» **Exercise requirements**
Copy the rows below word for word, all of them, and leave the pictures out of your copy.
------------------------------------------------------------------------
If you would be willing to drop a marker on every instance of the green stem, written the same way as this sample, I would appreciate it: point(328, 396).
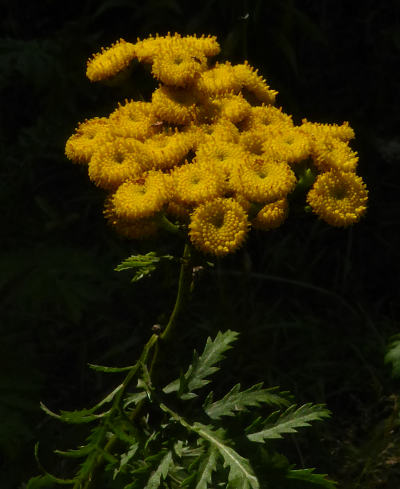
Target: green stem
point(154, 344)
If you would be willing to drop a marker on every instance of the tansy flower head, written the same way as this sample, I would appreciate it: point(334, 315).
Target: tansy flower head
point(233, 107)
point(339, 198)
point(175, 105)
point(254, 83)
point(218, 226)
point(263, 180)
point(129, 228)
point(271, 215)
point(219, 80)
point(319, 131)
point(209, 150)
point(110, 61)
point(194, 183)
point(113, 163)
point(221, 155)
point(134, 120)
point(140, 198)
point(330, 153)
point(165, 150)
point(286, 143)
point(177, 66)
point(88, 136)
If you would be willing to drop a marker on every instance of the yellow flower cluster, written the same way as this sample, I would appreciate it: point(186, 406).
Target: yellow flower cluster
point(210, 151)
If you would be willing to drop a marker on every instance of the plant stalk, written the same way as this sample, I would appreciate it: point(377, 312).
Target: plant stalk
point(154, 344)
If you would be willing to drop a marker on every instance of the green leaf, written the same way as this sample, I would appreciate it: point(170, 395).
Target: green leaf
point(47, 476)
point(126, 458)
point(74, 417)
point(393, 356)
point(39, 482)
point(145, 264)
point(237, 400)
point(102, 368)
point(161, 472)
point(241, 475)
point(202, 366)
point(134, 398)
point(207, 467)
point(96, 441)
point(77, 453)
point(289, 421)
point(308, 475)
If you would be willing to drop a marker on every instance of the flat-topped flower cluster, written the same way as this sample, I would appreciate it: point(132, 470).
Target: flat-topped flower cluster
point(210, 151)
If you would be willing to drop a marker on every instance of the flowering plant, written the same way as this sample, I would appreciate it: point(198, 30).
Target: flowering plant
point(208, 158)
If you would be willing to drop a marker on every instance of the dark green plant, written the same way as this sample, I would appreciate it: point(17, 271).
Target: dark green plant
point(147, 435)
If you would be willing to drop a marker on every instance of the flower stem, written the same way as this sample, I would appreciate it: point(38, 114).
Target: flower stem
point(154, 344)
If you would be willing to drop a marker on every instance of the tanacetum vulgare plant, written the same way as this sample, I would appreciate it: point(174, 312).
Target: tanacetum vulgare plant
point(208, 158)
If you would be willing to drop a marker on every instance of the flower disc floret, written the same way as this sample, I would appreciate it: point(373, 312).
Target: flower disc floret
point(140, 198)
point(110, 61)
point(330, 153)
point(271, 216)
point(263, 180)
point(134, 120)
point(339, 198)
point(254, 83)
point(88, 136)
point(113, 163)
point(219, 80)
point(194, 183)
point(286, 143)
point(219, 226)
point(129, 228)
point(164, 151)
point(175, 105)
point(318, 131)
point(178, 67)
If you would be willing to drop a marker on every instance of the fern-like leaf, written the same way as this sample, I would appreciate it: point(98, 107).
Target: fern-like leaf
point(288, 422)
point(241, 475)
point(207, 467)
point(144, 264)
point(308, 475)
point(161, 472)
point(393, 356)
point(236, 400)
point(202, 366)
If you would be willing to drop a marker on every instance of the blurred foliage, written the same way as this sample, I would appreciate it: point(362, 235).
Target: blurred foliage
point(315, 305)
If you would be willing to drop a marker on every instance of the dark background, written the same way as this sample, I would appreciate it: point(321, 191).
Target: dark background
point(316, 306)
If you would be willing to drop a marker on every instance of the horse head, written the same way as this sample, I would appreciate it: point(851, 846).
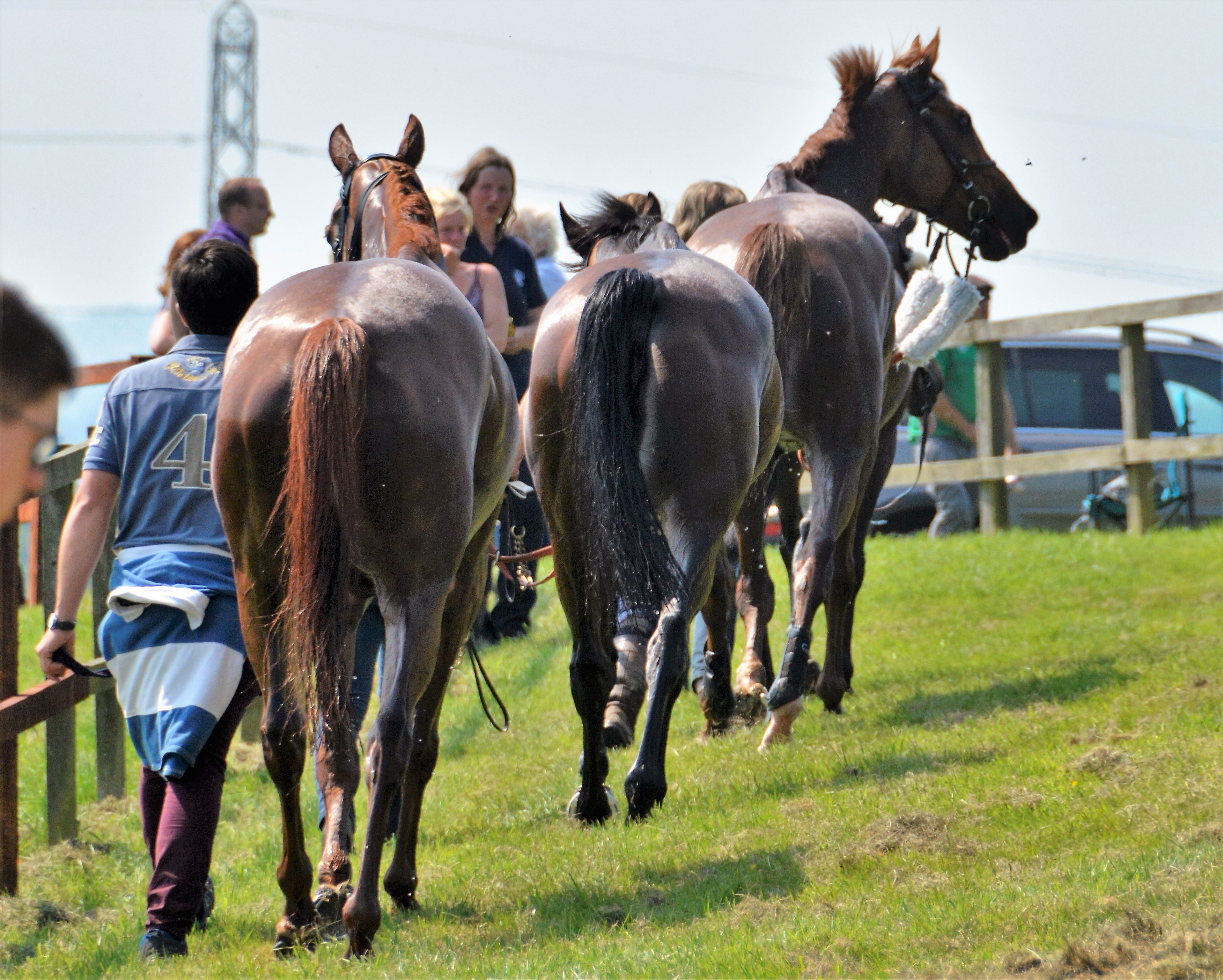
------------------------------------------------------------------------
» **Finished task**
If you would be willing to drop a marker on every instance of the green stem, written the same way as this sample, I would appreciate it: point(328, 396).
Target: green stem
point(154, 344)
If you would be willing to drop a marker on every instance of the tansy flower head, written the same way as this sample, I would appreciate it: point(334, 315).
Target: tansy flower head
point(233, 107)
point(339, 198)
point(175, 105)
point(254, 83)
point(218, 226)
point(263, 180)
point(129, 228)
point(271, 215)
point(219, 80)
point(319, 131)
point(209, 150)
point(110, 61)
point(194, 183)
point(113, 163)
point(221, 155)
point(134, 120)
point(140, 198)
point(330, 153)
point(165, 150)
point(286, 143)
point(177, 66)
point(88, 136)
If you would be willing to drop a marker on every instance of the yellow flower cluster, written the same way as this sample, I would appreciate it: point(186, 406).
Target: yellow flower cluster
point(210, 151)
If you would be willing to drop a marker on every instance of the plant stalk, written the same way as this sample, I would appreciate it: point(377, 312).
Target: plant stalk
point(154, 344)
If you would be willing to drop a marker on every instance of the green leaf, written the same way as this sample, I would appreciate it: point(170, 395).
Target: green leaf
point(47, 476)
point(126, 458)
point(74, 417)
point(393, 356)
point(39, 482)
point(145, 264)
point(237, 400)
point(102, 368)
point(161, 472)
point(241, 475)
point(202, 366)
point(134, 398)
point(207, 467)
point(96, 441)
point(77, 453)
point(289, 421)
point(308, 475)
If you would be willing to drop a marker on every instance of the flat-topped flower cluster, written the same way as this sample, I would appreciate it: point(132, 470).
Target: flat-topped flower cluster
point(210, 151)
If you would be willing to drop a marker on every instance of the flowering plant, written the same way as this sample, I would appreciate it: point(198, 30).
Target: flowering plant
point(208, 158)
If you would be willing to drop a marker on every instance of the dark green plant, written the same way as this sample, I would appreciate it: point(17, 271).
Target: dark green plant
point(147, 435)
If you would be willing to drop a marker on every instance of the flower stem, written the same way as this sample, I would appreciate it: point(38, 114).
Target: flower stem
point(154, 344)
If you would be willing to drop a marker on every instance of the tanacetum vulgare plant, written the same way as this sample, I would appreciate it: point(174, 312).
Target: tanacetum vulgare plant
point(208, 158)
If you would be willing to drop a marker on every instance of the flower disc floret, written the same way as this sample, I would appreciate it: point(373, 312).
Target: flower disc floret
point(140, 198)
point(110, 61)
point(330, 153)
point(271, 216)
point(263, 180)
point(134, 120)
point(339, 198)
point(254, 83)
point(88, 136)
point(113, 163)
point(219, 80)
point(194, 183)
point(286, 143)
point(219, 226)
point(129, 228)
point(164, 151)
point(175, 105)
point(318, 131)
point(178, 67)
If you would be willing to drop a marker on every instance of the fern-like leaf, written the same way as this sample, I would appreciate it: point(98, 107).
Target: fern-like leaf
point(288, 422)
point(241, 475)
point(207, 467)
point(144, 264)
point(308, 475)
point(161, 472)
point(393, 356)
point(236, 400)
point(202, 366)
If you would be willing to drop a marker on every instance of the blurred foliage, written the same way as this sample, I would appreciate it: point(362, 235).
Target: blurred foliage
point(315, 305)
If you would be willing to drop a marker on every instance of the dark background, written the same way as this sample, I would appreciate it: point(321, 191).
Target: dark background
point(316, 306)
If you would be willing to drop a marker on every instance of the horse head, written the same way as this sample, I would appreciate it: point(851, 846).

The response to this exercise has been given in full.